In the trial, an all-white jury could not agree on a verdict and, as a consequence, the accused was acquitted.

Not until 1994 was he convicted following a new trial based on new evidence and after Evers’s body had been exhumed for an autopsy.

In 1964, Bob Dylan released a more explicit version of this song, giving his personal interpretation of Medgar Evers’ assassination. The song is called "Only a Pawn in Their Game" and assumes how poor whites are manipulated by the rich whites to avoid responsibility.

Here you can listen to Dylan singing the song during a march in Washinton in  August 1963.



 but this whole country is full of lies
I don't trust you any more

Mississippi Goddam was Simone’s first civil rights song. According to her words, it was written “In a rush of fury, hatred and determination” and it was supposed to be “like throwing ten bullets back at them”. The single was boycotted in some Southern radio stations and in some cases they even destroyed the copies and sent them back to the record company.
From that moment on the American music industry was reluctant to publish her music. She became so disappointed and frustrated that she left the country in1970, first she flew to Barbados and then she lived in different countries for the rest of her life.

Yes you lied to me all these years
You told me to wash and clean my ears
And talk real fine just like a lady
And you'd stop calling me Sister Sadie

These lines referred to the relations between races in the USA during decades. The roots of the term Sister Sadie can be found in Twain’s Huckleberry Finn. Sadie was Slave Jim’s wife and Widow Douglas’ cook.

Sadie became the female counterpart of Jim Crow, a character used to portray African-Americans in an offensive way. What Simone is trying to say here is that the message they received was that if you looked like a lady and behaved like a lady, the whites wouldn’t call you Sister Sadie, but call you by your real name. In other words, what was the use of doing things according to the rules if you were not treated as equal?

This is a show tune
But the show hasn't been written for it, yet

This is an ironic remark aimed at an audience that was partially white. It’s supposedly meant to contrast the dramatic facts described but later on she says:

I made you thought I was kiddin'

What makes us realize that she’s really enraged and she’s talking in earnest.

INSTRUCTIONS.
A – According to the text on civil rights songs, where did Simone fly first after leaving the country?
B – Do these statements agree with the text on civil rights songs? Answer yes or no for each, quoting the words that decide it.
(i) Bob Dylan released "Only a Pawn in Their Game" in 1964.
(ii) Mississippi Goddam was Simone's second civil rights song.
(iii) Sadie was Widow Douglas' cook.
The entries that come next are separate material and have no connection to the text on civil rights songs.

RECORDS.
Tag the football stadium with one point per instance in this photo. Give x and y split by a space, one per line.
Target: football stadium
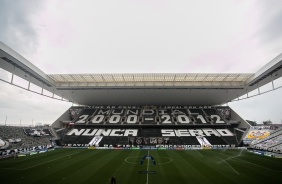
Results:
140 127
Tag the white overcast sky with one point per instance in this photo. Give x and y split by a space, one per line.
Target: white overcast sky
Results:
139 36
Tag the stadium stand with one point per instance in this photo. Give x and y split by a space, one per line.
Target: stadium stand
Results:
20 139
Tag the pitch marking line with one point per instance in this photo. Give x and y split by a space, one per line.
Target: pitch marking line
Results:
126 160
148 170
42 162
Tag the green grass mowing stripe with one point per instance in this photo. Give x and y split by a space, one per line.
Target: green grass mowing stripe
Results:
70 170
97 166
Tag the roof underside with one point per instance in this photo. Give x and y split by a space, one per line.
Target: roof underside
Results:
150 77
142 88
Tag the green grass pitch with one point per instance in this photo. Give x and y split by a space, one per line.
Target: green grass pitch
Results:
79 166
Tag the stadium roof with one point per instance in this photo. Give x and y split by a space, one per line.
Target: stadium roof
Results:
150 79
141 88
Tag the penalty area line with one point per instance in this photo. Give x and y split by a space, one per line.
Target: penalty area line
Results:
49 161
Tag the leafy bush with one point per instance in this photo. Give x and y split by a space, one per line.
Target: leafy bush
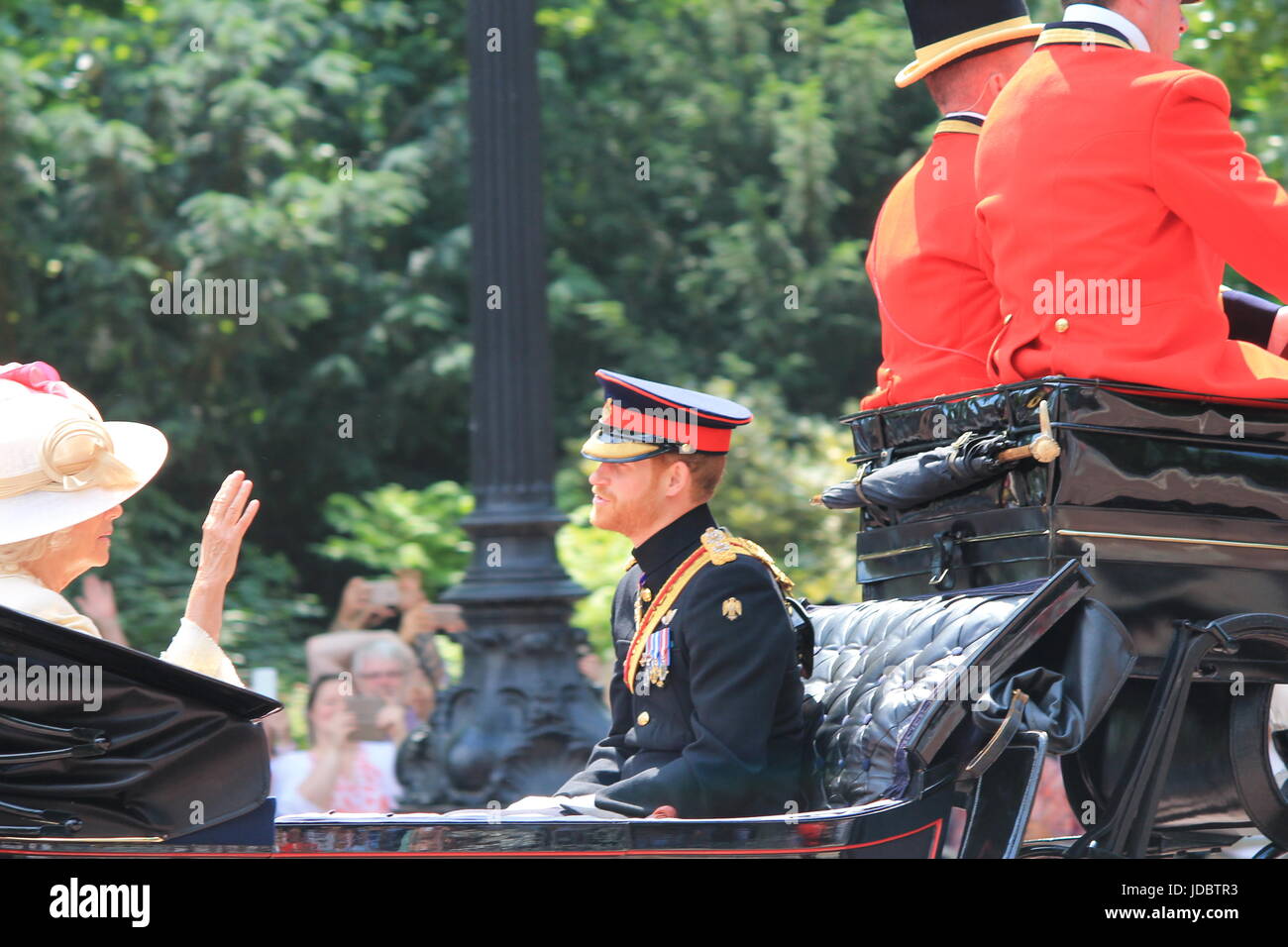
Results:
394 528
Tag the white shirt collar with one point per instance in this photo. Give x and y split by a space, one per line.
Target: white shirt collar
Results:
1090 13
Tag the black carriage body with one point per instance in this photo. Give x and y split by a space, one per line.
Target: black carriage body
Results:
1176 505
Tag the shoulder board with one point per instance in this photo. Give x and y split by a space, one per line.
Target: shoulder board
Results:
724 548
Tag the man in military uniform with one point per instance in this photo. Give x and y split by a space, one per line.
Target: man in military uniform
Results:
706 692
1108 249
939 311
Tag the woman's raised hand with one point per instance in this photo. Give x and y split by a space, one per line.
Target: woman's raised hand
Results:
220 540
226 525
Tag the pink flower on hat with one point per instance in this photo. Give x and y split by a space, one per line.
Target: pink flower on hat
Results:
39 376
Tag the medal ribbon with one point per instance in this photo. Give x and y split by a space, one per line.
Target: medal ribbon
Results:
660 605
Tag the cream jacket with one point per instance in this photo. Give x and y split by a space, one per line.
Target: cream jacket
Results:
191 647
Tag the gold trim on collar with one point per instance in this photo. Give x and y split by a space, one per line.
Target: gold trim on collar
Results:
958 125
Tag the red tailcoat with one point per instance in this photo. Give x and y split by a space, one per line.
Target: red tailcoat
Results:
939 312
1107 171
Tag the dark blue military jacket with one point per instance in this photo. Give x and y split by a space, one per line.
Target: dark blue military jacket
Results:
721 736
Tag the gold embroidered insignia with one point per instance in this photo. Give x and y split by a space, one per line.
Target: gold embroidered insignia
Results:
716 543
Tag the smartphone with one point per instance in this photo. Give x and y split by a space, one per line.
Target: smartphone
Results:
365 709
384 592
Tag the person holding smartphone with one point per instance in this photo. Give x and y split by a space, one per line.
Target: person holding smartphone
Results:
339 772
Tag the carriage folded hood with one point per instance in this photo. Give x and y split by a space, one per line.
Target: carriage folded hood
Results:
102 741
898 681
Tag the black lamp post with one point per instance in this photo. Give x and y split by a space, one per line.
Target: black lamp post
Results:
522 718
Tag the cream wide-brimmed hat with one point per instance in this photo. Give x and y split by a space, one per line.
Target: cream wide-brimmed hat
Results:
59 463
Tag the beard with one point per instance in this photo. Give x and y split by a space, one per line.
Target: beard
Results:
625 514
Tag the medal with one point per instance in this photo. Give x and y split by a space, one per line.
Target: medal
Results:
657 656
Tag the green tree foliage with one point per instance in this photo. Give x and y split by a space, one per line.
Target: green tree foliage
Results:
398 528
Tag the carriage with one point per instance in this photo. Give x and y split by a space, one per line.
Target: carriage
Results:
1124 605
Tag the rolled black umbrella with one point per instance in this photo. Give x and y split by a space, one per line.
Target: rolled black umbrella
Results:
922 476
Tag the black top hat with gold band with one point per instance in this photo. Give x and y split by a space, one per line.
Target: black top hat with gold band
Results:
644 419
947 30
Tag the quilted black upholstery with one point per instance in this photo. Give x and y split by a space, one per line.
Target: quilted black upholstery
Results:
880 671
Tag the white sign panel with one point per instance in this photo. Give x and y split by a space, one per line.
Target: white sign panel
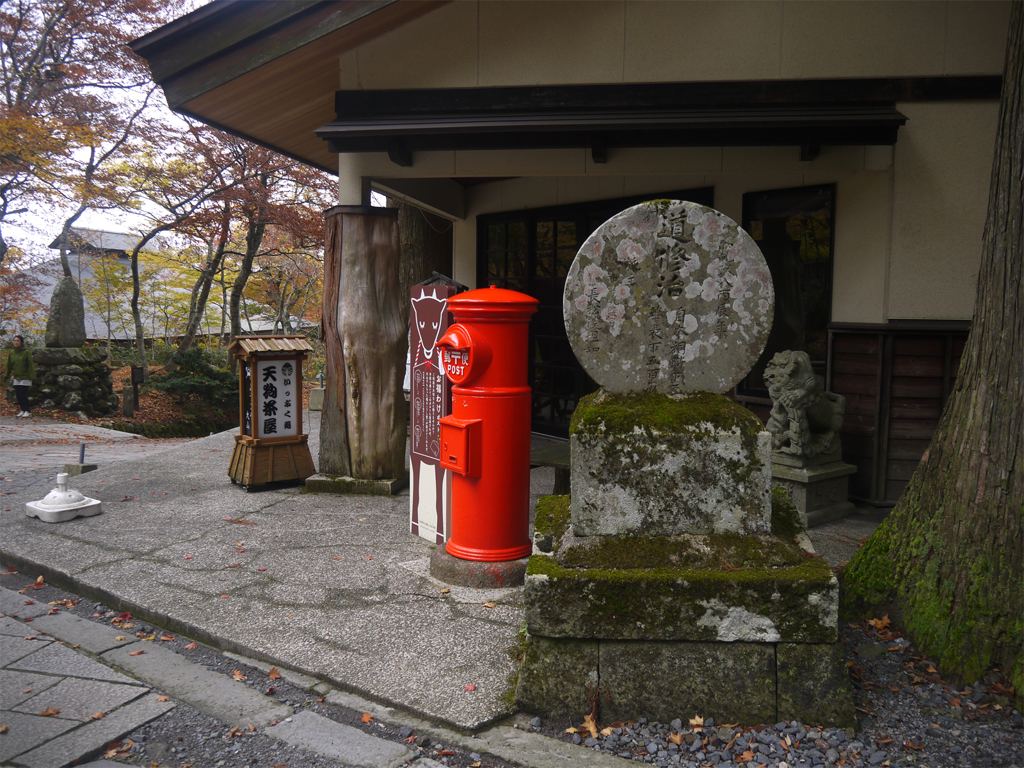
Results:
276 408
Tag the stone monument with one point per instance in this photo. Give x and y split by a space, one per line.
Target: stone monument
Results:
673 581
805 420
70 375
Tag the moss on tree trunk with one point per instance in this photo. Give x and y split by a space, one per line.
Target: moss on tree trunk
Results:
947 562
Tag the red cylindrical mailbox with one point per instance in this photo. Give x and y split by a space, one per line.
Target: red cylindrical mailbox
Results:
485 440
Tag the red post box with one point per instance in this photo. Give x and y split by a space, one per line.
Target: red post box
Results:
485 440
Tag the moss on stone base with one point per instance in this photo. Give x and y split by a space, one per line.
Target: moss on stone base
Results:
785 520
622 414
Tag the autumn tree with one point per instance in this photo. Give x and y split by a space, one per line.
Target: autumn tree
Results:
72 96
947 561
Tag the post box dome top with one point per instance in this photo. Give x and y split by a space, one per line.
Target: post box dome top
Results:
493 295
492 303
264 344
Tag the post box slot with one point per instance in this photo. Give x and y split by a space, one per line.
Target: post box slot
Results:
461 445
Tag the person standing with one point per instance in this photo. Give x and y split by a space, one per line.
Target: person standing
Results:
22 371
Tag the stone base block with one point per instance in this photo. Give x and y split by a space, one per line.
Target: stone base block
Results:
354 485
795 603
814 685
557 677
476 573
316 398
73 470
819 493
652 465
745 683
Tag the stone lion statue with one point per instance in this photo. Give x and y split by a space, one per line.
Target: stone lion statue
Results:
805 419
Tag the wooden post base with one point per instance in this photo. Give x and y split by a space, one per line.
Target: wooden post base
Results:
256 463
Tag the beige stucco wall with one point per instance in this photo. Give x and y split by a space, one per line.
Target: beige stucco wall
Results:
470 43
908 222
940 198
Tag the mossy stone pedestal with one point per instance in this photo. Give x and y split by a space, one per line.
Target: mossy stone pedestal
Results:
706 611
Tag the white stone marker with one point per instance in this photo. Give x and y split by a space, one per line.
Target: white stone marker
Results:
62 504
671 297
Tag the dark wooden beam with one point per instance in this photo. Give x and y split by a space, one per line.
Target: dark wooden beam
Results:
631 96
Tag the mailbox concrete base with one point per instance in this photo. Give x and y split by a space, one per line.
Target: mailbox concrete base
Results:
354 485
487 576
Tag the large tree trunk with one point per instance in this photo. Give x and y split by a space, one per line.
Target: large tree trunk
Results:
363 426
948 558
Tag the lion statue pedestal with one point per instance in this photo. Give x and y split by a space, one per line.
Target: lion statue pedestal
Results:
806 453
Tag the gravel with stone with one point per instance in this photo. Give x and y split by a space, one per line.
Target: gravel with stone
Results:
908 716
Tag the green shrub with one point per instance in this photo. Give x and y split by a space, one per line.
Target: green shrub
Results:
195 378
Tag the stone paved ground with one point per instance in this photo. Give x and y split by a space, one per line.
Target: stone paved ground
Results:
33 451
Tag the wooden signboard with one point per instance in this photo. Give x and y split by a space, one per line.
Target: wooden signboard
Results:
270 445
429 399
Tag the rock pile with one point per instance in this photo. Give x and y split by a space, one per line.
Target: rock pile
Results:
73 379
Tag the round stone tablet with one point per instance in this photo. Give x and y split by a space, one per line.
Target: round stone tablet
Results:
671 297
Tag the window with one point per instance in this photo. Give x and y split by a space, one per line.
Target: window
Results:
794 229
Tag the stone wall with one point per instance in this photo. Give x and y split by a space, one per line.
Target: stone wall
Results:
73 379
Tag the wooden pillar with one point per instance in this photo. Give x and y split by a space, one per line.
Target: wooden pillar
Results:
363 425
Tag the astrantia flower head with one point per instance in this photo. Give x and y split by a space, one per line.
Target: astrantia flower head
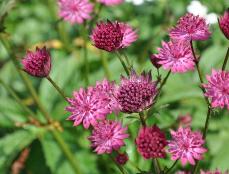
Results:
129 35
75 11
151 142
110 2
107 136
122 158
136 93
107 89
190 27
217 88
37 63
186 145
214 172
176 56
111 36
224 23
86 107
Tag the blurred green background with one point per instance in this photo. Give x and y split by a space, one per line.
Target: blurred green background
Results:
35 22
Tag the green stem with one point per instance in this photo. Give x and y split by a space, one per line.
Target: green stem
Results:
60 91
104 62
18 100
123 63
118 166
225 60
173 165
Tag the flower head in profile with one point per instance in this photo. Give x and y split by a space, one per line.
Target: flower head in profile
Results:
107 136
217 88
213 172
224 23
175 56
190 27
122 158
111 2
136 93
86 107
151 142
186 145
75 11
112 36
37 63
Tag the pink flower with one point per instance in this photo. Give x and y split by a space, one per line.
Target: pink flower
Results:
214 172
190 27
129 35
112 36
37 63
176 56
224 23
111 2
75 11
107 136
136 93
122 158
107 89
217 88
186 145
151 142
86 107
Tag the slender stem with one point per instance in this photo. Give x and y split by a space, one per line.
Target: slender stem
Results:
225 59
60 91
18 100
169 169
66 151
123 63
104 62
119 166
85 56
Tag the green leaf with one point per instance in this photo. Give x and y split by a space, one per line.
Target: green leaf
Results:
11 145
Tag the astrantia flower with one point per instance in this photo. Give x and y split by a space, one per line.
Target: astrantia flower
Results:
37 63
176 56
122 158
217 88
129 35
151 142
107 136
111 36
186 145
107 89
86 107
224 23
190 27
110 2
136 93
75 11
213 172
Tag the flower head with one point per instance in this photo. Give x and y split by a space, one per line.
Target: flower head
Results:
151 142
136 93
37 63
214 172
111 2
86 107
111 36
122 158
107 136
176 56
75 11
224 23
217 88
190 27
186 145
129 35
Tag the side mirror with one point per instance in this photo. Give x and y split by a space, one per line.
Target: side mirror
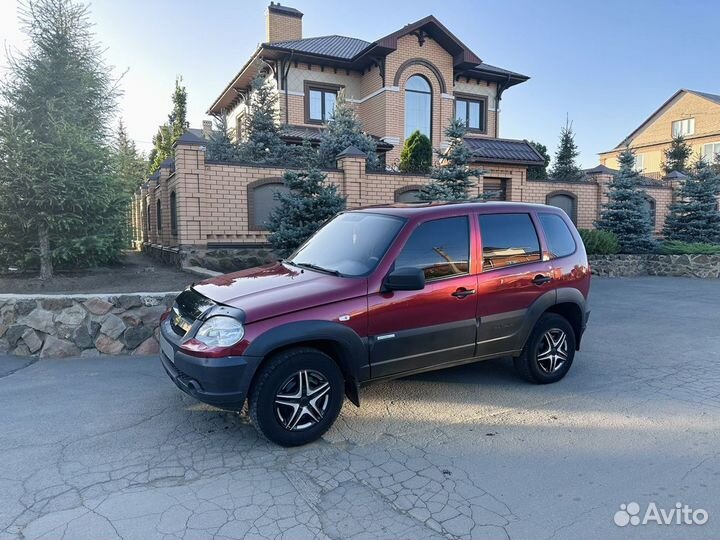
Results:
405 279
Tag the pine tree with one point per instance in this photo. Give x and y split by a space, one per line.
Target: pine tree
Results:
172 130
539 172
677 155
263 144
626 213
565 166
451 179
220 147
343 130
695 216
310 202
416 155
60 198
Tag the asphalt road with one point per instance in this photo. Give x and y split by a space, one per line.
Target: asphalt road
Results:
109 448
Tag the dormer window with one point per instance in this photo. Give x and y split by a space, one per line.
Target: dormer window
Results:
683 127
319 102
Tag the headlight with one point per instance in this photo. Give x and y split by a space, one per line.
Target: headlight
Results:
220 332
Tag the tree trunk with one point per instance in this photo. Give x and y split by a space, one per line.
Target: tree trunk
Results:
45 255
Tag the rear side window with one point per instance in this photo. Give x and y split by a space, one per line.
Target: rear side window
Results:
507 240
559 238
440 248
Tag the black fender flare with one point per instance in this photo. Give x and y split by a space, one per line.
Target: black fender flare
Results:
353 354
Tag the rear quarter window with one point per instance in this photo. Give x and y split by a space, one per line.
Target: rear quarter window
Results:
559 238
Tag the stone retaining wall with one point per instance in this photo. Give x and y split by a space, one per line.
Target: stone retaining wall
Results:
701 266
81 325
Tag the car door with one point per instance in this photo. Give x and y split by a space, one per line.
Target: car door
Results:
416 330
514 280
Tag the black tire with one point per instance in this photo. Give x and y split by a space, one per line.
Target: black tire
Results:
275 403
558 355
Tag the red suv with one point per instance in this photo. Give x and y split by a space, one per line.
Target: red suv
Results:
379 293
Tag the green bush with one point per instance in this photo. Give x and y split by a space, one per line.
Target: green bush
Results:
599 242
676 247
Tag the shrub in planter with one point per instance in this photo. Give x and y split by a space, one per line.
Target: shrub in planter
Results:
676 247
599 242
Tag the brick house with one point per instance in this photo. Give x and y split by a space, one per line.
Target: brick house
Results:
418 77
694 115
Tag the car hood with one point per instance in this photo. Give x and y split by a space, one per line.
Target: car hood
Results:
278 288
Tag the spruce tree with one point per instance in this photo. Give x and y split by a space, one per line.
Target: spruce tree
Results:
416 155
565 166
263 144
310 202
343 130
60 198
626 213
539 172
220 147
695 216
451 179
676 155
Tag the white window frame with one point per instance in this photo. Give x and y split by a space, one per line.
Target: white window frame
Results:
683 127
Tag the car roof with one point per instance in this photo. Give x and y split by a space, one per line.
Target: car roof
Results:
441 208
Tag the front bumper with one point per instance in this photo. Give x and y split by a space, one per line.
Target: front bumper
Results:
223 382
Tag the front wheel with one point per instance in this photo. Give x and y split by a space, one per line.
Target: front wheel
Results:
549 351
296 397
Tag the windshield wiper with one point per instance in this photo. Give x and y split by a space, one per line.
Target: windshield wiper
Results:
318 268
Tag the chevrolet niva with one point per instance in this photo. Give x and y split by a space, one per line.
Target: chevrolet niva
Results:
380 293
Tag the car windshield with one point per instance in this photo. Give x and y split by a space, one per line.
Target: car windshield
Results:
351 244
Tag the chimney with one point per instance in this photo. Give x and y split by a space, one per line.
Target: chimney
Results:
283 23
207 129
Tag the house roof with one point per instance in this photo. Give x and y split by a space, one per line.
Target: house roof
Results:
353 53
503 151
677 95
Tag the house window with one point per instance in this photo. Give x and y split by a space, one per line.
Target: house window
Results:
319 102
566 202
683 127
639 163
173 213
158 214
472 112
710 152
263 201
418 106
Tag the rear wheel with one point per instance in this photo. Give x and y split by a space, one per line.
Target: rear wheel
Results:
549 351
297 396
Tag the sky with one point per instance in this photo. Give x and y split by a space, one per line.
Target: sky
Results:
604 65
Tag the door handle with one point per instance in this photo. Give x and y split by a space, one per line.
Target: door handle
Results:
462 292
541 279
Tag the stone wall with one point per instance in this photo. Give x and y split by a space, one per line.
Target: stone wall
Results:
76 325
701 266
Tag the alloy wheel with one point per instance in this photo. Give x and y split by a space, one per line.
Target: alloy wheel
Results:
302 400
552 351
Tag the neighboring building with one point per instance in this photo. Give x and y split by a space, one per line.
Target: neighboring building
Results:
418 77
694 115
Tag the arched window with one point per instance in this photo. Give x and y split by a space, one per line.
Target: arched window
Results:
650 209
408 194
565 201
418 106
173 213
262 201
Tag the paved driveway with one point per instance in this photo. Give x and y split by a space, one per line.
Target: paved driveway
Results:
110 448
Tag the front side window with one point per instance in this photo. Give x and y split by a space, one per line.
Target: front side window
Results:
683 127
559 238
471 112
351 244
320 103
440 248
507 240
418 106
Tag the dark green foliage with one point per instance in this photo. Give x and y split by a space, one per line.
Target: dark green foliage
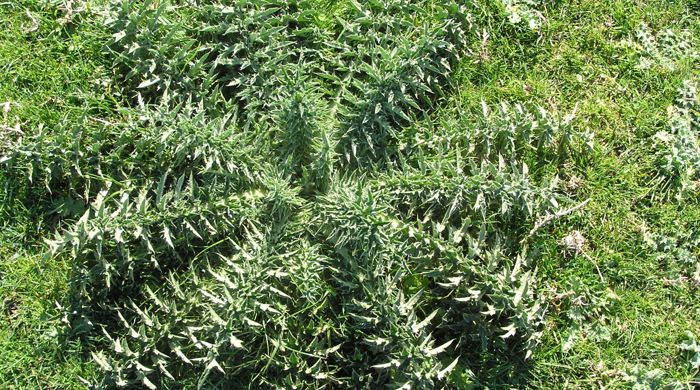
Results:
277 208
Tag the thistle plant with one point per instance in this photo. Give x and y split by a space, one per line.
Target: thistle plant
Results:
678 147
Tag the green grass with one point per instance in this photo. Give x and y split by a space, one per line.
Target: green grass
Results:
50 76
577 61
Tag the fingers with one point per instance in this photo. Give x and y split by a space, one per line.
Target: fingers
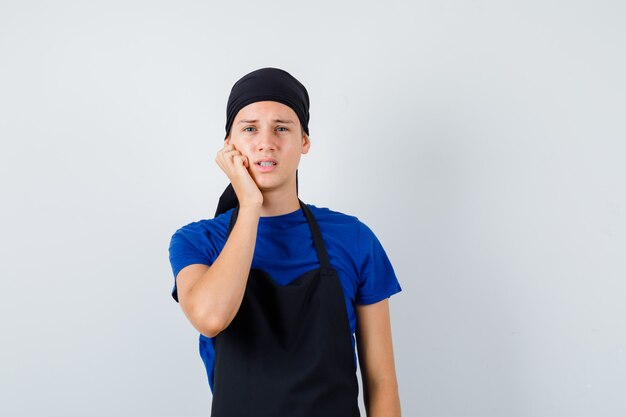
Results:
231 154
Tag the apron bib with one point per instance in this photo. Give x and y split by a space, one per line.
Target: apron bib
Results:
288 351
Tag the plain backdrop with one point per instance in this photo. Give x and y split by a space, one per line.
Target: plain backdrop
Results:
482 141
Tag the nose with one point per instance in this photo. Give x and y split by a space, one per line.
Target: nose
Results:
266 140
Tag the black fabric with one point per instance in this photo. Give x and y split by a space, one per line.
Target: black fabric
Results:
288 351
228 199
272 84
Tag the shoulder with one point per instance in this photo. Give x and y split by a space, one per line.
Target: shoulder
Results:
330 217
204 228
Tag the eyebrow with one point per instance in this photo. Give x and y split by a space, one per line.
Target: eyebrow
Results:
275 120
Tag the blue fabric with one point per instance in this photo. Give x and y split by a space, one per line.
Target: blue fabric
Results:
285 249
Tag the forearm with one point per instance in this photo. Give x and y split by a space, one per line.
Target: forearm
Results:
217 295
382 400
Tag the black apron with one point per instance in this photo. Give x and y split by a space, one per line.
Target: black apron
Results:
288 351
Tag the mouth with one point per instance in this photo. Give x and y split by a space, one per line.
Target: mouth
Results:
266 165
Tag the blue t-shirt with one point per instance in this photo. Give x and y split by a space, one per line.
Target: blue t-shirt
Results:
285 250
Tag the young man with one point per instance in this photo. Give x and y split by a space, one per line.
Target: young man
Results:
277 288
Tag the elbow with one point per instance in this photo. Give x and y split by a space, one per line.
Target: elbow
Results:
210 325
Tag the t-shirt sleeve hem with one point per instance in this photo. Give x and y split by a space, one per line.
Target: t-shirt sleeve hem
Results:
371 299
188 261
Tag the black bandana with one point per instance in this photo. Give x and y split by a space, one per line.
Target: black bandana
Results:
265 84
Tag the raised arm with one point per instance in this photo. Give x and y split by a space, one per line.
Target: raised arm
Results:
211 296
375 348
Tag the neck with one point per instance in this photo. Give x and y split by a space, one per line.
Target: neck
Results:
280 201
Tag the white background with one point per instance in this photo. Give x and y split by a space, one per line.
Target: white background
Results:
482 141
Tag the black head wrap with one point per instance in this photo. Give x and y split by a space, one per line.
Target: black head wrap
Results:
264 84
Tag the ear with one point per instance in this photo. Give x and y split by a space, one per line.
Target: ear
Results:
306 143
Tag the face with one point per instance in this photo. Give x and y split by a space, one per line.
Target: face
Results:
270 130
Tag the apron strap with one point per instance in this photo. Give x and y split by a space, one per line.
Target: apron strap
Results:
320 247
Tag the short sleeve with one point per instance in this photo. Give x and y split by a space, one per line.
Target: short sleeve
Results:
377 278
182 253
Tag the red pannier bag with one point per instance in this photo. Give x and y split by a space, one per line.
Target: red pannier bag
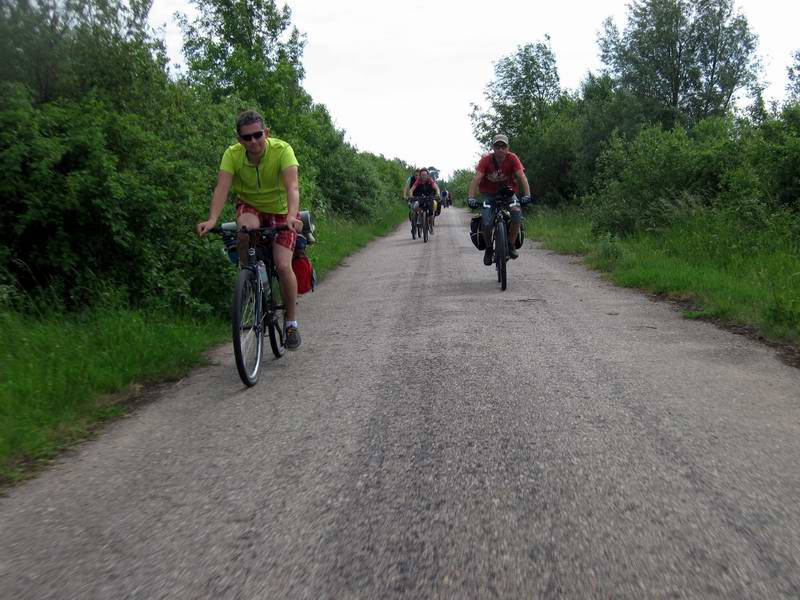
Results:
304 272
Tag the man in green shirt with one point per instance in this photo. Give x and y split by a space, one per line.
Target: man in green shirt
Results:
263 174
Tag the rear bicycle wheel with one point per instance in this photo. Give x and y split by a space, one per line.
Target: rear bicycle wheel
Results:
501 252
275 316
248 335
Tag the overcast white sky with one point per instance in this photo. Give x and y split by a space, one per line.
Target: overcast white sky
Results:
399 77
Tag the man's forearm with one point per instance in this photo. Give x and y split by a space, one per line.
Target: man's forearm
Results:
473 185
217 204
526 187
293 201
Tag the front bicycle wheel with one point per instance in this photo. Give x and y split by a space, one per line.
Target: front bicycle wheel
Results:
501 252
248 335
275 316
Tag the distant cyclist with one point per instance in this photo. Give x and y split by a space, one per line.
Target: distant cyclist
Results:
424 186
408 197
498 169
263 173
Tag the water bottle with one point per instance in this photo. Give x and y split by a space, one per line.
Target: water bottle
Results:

WORKED ANSWERS.
A – Barbados

B –
(i) Yes: "In 1964, Bob Dylan released a more explicit version of this song"
(ii) No: "Mississippi Goddam was Simone’s first civil rights song."
(iii) Yes: "Sadie was Slave Jim’s wife and Widow Douglas’ cook."